Provided text:
* * *

Not since 1941 has there been such a seismic change to the rules governing licensing agreements between licensees, music publishers and the performing rights organizations (ASCAP and BMI) that administer performance royalty payments.

Music publishers believe that performance royalties, especially with respect to digital exploitations, are being paid at rates much lower than market rates. The rates stem from decades-old consent decrees that stipulate the rates to be paid by licensees. Consequently, major music publishers tried to bifurcate their digital and terrestrial rights and pull their digital rights from the performing rights organizations (PROs). This would have enabled music publishers to license digital performance rights at market rates and not at rates dictated by the consent degrees. Because litigation squashed the music publishers’ strategy, they turned to the rate court and the U.S. Department of Justice (DOJ).

For the past 2 years, music publishers and PROs have petitioned the DOJ to amend the consent decrees due to the disruptive technology of digital media. They sought changes concerning rate-setting procedures, the licensing of bundled rights and the granting of partial-right licenses. Not only did the DOJ deny these requests, it threw the music publishing industry a curveball.

* * *

Record set:
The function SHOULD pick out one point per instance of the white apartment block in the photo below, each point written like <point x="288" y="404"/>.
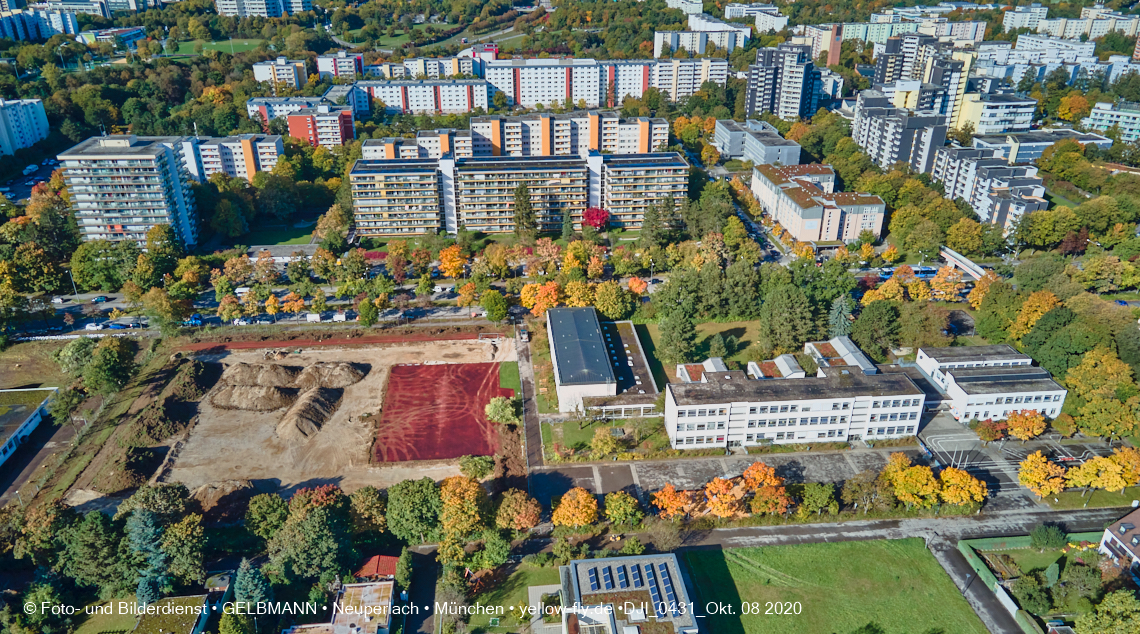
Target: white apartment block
<point x="567" y="135"/>
<point x="238" y="156"/>
<point x="479" y="192"/>
<point x="23" y="123"/>
<point x="705" y="22"/>
<point x="340" y="64"/>
<point x="1124" y="115"/>
<point x="695" y="42"/>
<point x="262" y="8"/>
<point x="122" y="185"/>
<point x="421" y="96"/>
<point x="1024" y="17"/>
<point x="282" y="71"/>
<point x="730" y="409"/>
<point x="803" y="200"/>
<point x="268" y="108"/>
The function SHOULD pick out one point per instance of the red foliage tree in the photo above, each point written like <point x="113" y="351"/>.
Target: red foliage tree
<point x="595" y="217"/>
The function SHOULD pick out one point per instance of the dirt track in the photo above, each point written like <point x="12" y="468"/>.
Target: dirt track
<point x="228" y="444"/>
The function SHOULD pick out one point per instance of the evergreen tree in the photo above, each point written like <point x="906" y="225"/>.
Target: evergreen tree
<point x="251" y="586"/>
<point x="839" y="323"/>
<point x="526" y="226"/>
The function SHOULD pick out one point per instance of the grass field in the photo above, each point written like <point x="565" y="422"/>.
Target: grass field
<point x="511" y="592"/>
<point x="746" y="333"/>
<point x="187" y="48"/>
<point x="839" y="586"/>
<point x="279" y="234"/>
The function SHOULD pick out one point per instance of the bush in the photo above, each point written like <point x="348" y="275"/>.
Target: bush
<point x="1047" y="537"/>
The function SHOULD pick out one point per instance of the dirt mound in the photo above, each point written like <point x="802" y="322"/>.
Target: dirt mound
<point x="224" y="502"/>
<point x="257" y="398"/>
<point x="330" y="375"/>
<point x="309" y="413"/>
<point x="260" y="374"/>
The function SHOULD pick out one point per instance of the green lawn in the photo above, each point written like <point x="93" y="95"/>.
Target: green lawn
<point x="106" y="624"/>
<point x="509" y="378"/>
<point x="239" y="46"/>
<point x="840" y="587"/>
<point x="279" y="234"/>
<point x="1099" y="498"/>
<point x="507" y="593"/>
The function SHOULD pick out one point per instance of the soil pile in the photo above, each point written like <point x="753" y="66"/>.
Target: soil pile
<point x="255" y="398"/>
<point x="335" y="375"/>
<point x="309" y="413"/>
<point x="271" y="375"/>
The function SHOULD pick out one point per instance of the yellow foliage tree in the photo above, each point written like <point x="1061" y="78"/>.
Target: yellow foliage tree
<point x="960" y="488"/>
<point x="1032" y="311"/>
<point x="1040" y="476"/>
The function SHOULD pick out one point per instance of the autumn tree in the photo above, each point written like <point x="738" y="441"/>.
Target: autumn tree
<point x="669" y="502"/>
<point x="1026" y="424"/>
<point x="722" y="503"/>
<point x="577" y="509"/>
<point x="960" y="488"/>
<point x="1040" y="476"/>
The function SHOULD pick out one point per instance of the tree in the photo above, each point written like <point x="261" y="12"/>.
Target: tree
<point x="719" y="498"/>
<point x="526" y="225"/>
<point x="518" y="511"/>
<point x="1026" y="424"/>
<point x="669" y="502"/>
<point x="413" y="510"/>
<point x="1040" y="476"/>
<point x="621" y="507"/>
<point x="577" y="509"/>
<point x="960" y="488"/>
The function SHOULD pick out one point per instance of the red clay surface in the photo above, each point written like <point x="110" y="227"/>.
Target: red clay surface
<point x="436" y="412"/>
<point x="338" y="341"/>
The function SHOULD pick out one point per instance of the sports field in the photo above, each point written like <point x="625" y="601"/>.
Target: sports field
<point x="436" y="412"/>
<point x="836" y="587"/>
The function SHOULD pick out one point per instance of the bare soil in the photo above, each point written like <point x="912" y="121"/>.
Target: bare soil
<point x="243" y="445"/>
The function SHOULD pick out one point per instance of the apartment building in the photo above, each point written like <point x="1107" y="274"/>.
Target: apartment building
<point x="418" y="96"/>
<point x="396" y="196"/>
<point x="567" y="135"/>
<point x="1024" y="17"/>
<point x="340" y="64"/>
<point x="998" y="192"/>
<point x="632" y="183"/>
<point x="268" y="108"/>
<point x="23" y="122"/>
<point x="262" y="8"/>
<point x="479" y="190"/>
<point x="695" y="42"/>
<point x="803" y="200"/>
<point x="996" y="114"/>
<point x="890" y="135"/>
<point x="1124" y="115"/>
<point x="783" y="81"/>
<point x="237" y="156"/>
<point x="705" y="22"/>
<point x="756" y="141"/>
<point x="282" y="71"/>
<point x="323" y="126"/>
<point x="122" y="185"/>
<point x="730" y="409"/>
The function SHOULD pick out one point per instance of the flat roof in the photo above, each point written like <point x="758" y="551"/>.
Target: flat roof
<point x="579" y="350"/>
<point x="734" y="388"/>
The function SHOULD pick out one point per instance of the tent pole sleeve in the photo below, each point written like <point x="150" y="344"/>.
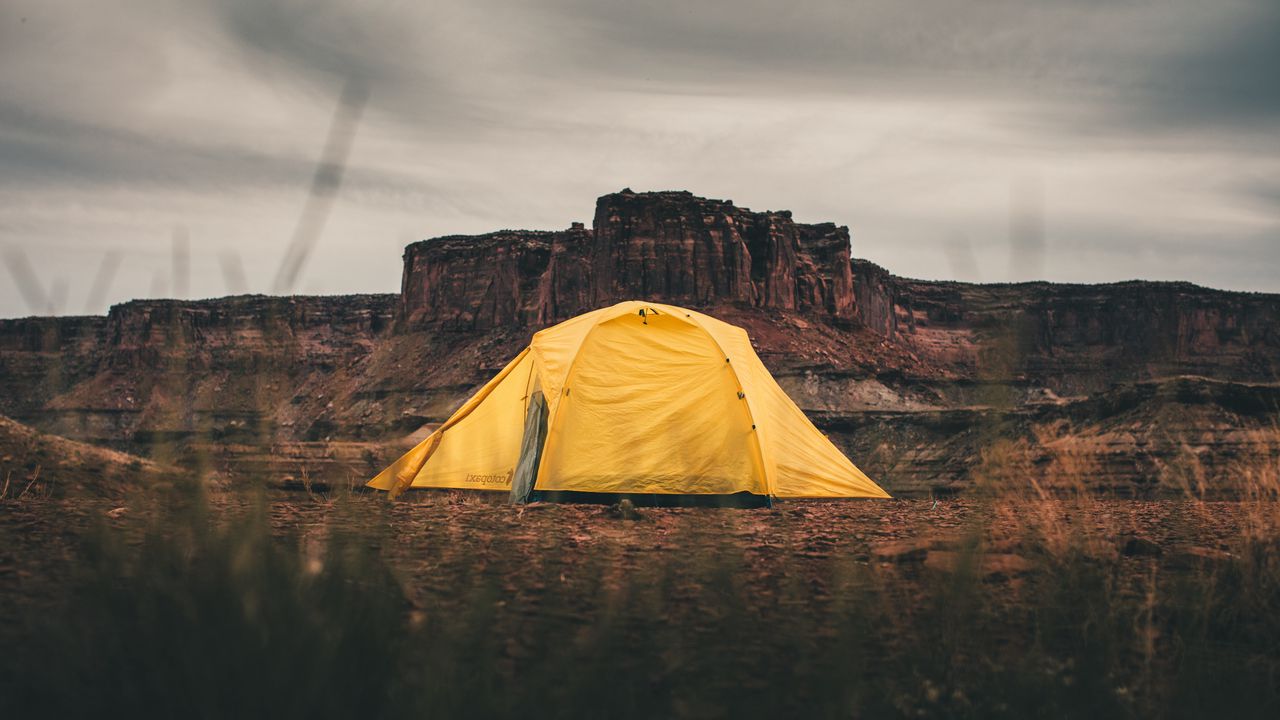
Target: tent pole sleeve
<point x="400" y="475"/>
<point x="769" y="481"/>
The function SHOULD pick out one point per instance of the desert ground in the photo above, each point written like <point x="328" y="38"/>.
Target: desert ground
<point x="334" y="602"/>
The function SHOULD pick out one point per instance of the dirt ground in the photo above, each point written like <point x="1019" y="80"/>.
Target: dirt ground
<point x="434" y="540"/>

* * *

Reproduce the music licensing passage word for word, from "Not since 1941" up to and including "performance royalty payments.". The entries are separate from the music licensing passage.

Result for this exercise:
Not since 1941 has there been such a seismic change to the rules governing licensing agreements between licensees, music publishers and the performing rights organizations (ASCAP and BMI) that administer performance royalty payments.